Text section:

━━━━━━━━━━━━━━━━━━━━

When reached by phone, the SPMA broker said she wasn’t able to talk but would call back. She didn’t. Numerous subsequent calls over the next several days to various SPMA numbers went unanswered.

Though SPMA managed the building, they may not have been the landlord. The property is owned by a corporation called Its My Party LLC, according to county records. State records show that Its My Party LLC is run by a person who is also listed as governor of a dozen other companies connected to various Seattle properties, including 730 Harvard Ave E., 2612 E. Madison St., and 1802 12th Ave. Many of those buildings are listed as being managed by SPMA. The person listed as governor of those companies is also listed as a broker at Westlake Associates, a real estate company located in the same building as SPMA.

In the aftermath of the fire, one of the only communiques from SPMA was an offer of a “mutual termination” contract, received via email by some tenants on Tuesday, March 1. Other tenants say they were presented with the contract several days later while they were attempting to remove the last of their items from the property.

If tenants signed, the contract would have returned security deposits along with a few days' prorated rent, parking, and utilities. It would also retroactively end their leases on February 24 — the day before the fire.

“Neither resident nor Management shall owe any performance under the lease contact after this date,” the contract reads. “All parties agree that the above actions taken by Management constitute a full and complete settlement and a full discharge of any liability for any and all claims.”

The contract also states, “The terms of this settlement are confidential and are not to be disclosed to any party, person, individual, entity, or organization,” and that, “Resident shall make no disparaging remarks regarding this incident or Management to any person or entity, including any postings on any internet site … and shall, within 4 business days of the signing of this Settlement Agreement, remove any such postings … [.]”

The document adds that if management learns that any resident disclosed the terms of the contract, “it shall immediately and irreversibly revoke the compensation granted under this agreement and may immediately charge Resident for repayment of those amounts owing, and shall be entitled to enforce that action though litigation … [.]”

━━━━━━━━━━━━━━━━━━━━

Data shown:
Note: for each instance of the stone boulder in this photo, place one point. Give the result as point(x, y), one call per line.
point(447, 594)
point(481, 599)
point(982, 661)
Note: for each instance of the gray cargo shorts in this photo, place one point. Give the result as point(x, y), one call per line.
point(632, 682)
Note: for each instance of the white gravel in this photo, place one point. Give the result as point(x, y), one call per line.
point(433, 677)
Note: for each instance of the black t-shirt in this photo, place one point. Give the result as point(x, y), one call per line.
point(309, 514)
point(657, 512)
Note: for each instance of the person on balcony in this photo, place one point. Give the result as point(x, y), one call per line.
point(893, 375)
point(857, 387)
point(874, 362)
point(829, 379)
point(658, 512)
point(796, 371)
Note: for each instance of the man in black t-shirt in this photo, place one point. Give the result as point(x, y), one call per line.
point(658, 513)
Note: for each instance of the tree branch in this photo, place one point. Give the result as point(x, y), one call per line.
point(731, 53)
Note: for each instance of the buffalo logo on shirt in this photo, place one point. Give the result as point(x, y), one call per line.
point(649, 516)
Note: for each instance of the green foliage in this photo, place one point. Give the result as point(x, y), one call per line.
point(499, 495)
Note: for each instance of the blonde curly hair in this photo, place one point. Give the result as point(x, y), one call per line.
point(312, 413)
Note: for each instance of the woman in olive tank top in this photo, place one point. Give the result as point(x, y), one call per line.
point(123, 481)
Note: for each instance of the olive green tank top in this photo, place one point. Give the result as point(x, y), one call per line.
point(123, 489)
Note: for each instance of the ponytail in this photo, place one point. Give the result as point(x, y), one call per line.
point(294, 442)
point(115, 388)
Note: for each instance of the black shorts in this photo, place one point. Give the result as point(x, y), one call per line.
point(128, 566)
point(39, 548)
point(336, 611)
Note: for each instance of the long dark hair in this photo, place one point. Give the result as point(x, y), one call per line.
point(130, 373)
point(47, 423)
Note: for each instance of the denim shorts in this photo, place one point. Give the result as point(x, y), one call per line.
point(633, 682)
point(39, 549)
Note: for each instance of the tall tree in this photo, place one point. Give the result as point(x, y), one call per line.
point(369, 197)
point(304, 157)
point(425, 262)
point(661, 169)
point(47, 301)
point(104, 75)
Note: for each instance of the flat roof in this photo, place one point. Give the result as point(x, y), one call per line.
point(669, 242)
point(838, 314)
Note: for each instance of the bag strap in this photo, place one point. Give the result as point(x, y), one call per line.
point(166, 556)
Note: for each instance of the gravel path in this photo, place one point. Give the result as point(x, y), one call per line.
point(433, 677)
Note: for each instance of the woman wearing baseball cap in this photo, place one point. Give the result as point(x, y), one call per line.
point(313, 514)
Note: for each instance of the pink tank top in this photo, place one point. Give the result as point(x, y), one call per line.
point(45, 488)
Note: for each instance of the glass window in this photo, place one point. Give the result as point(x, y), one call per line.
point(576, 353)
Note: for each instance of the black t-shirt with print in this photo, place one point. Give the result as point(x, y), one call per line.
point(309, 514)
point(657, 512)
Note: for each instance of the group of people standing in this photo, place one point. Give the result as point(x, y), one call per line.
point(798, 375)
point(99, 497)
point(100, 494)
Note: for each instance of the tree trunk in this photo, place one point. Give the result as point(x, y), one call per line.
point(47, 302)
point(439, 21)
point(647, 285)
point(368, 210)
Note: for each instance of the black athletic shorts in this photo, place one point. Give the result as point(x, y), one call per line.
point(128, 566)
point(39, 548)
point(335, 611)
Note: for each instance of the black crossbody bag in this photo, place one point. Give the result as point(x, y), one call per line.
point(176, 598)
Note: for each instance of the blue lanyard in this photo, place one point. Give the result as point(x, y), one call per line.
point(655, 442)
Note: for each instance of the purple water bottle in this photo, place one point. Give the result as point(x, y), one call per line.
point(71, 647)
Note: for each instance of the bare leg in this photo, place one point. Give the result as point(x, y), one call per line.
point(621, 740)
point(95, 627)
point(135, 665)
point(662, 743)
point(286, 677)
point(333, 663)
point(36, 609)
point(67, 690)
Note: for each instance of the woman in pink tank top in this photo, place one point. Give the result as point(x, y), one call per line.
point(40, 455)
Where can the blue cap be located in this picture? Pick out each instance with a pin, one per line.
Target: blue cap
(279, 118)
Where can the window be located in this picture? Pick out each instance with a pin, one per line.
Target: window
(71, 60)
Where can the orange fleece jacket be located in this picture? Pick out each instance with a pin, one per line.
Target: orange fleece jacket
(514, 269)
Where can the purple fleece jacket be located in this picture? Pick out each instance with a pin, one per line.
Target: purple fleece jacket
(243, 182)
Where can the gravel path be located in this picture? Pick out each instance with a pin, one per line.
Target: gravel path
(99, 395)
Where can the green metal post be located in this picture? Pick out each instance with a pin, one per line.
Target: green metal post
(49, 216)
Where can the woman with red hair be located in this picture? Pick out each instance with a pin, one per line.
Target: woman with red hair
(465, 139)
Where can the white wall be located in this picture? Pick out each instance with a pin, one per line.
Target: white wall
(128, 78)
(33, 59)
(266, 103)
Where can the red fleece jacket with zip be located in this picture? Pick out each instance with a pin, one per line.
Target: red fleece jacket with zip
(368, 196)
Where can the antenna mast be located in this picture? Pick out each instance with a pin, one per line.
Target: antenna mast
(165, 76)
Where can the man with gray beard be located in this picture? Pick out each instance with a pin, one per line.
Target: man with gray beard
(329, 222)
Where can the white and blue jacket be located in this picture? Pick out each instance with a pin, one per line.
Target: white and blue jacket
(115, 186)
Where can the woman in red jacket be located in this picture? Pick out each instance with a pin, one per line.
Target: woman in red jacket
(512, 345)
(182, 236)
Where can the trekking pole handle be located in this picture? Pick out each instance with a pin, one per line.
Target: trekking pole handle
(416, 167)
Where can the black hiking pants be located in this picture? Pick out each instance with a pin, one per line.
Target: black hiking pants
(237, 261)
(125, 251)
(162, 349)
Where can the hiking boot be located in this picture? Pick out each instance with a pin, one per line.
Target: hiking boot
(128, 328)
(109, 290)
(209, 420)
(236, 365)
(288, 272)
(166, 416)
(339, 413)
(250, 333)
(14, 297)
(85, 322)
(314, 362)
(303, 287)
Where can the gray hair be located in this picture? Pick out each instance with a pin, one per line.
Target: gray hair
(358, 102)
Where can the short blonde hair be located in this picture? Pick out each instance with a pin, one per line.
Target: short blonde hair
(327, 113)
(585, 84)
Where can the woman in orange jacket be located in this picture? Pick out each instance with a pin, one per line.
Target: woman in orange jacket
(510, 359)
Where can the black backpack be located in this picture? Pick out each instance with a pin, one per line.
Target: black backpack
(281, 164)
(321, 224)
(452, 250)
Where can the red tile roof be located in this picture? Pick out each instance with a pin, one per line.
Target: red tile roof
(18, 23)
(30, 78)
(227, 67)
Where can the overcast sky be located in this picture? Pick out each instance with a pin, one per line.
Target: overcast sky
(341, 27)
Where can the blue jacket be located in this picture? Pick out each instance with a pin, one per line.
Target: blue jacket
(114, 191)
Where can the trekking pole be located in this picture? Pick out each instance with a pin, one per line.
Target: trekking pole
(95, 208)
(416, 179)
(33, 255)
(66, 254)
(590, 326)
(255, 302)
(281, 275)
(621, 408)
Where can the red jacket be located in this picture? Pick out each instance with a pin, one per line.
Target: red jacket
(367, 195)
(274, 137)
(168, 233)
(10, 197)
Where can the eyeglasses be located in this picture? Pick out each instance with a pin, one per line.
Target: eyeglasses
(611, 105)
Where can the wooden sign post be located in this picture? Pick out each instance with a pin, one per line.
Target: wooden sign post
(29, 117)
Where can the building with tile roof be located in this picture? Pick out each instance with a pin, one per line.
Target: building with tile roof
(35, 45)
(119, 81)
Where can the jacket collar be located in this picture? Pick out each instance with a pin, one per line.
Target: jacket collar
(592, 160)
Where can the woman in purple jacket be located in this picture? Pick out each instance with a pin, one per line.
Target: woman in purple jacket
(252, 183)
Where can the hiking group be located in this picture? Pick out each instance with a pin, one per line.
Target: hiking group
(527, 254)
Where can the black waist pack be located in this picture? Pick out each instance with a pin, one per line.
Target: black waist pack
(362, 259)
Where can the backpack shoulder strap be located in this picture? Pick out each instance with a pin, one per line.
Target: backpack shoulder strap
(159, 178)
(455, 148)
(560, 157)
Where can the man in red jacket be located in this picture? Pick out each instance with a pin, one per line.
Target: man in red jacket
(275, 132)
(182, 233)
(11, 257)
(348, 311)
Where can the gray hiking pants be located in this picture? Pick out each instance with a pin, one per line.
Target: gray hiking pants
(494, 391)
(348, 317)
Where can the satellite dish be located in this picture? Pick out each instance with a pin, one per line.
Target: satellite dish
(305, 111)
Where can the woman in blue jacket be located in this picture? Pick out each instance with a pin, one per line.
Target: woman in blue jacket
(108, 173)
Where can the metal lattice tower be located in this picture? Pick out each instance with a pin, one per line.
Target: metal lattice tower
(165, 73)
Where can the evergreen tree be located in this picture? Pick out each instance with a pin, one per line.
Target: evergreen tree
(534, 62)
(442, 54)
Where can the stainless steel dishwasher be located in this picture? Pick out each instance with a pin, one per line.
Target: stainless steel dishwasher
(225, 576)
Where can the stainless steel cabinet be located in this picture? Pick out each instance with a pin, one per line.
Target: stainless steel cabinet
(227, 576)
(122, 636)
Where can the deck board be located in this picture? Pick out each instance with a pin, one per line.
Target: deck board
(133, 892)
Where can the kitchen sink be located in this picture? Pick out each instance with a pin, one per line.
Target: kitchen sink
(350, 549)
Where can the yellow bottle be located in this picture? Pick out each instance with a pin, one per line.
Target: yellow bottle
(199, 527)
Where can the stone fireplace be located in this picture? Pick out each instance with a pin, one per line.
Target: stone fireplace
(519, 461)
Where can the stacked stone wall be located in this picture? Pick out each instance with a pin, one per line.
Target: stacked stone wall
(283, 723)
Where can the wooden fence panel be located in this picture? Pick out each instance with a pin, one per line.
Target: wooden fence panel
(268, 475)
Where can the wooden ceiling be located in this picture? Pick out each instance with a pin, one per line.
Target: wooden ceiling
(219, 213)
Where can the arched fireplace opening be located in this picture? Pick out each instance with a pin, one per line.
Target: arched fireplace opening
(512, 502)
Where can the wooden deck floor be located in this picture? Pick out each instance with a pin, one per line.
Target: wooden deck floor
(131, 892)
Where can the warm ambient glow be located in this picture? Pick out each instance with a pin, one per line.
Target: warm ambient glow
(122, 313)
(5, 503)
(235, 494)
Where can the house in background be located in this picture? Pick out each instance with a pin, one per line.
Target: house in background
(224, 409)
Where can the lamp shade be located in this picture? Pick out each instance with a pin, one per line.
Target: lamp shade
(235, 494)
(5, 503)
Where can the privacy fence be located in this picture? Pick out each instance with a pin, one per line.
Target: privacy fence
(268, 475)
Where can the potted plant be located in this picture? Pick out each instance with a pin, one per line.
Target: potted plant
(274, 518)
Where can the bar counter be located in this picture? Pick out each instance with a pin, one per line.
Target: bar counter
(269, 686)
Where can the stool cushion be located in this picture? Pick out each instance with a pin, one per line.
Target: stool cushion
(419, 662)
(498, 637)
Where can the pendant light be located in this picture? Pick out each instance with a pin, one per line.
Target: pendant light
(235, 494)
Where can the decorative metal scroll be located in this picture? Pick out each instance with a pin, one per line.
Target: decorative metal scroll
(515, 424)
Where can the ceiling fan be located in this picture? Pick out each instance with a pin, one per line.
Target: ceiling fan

━━━━━━━━━━━━━━━━━━━━

Assigned task A: Return the portion of the SPMA article from "In the aftermath" up to and including "before the fire.".
Assigned task B: Write the next part of the SPMA article, picking up after its last sentence.
The data come from a different source than the SPMA article.

Response A:
In the aftermath of the fire, one of the only communiques from SPMA was an offer of a “mutual termination” contract, received via email by some tenants on Tuesday, March 1. Other tenants say they were presented with the contract several days later while they were attempting to remove the last of their items from the property.

If tenants signed, the contract would have returned security deposits along with a few days' prorated rent, parking, and utilities. It would also retroactively end their leases on February 24 — the day before the fire.

Response B:
Some details of the agreement are confirmed in an email that tenants say was sent by the SPMA broker. In that email, the broker wrote that SPMA had “cut checks refunding security deposits as well as prorated rent, utility and parking if applicable from Feb 24-28,” adding that a representative "will be available … to provide access for tenants to remove their remaining belongings” by the deadline of March 5.

It’s unclear if any tenants signed the agreement, but if they had, then they may have given up significant rights.

If the fire department determines that the landlord was responsible for the fire, then they’d owe the tenants a certain amount of relocation assistance based on income. But if a property is destroyed and the tenants sign a contract agreeing that the lease ended one day before, then they would likely get nothing.

The best financial protection against fire is renter’s insurance, says Edmund Witter, senior managing attorney at the King County Bar Association's Housing Justice Project. But he acknowledges that not everyone can afford an insurance policy. In that case, he says, “Don’t sign a waiver. You’re going to potentially forfeit all your rights.”

In this case, some tenants were fortunate enough to have renter’s insurance, and their insurance companies found them lodging at hotels. Others managed to find temporary shelter, crashing with friends, family, and coworkers.

In the last few days, Jodie has spoken with an inspector at the city’s Department of Construction and Inspections, who says that the city’s Property Owners and Tenants Assistance group will be in touch after a fire marshal issues a report about the cause of the fire, which should happen soon.

Nearly a month on from the fire, tenants are hopeful that they’ll soon have some financial help to find new places to live. In the meantime, Jodie says, "we are suffering."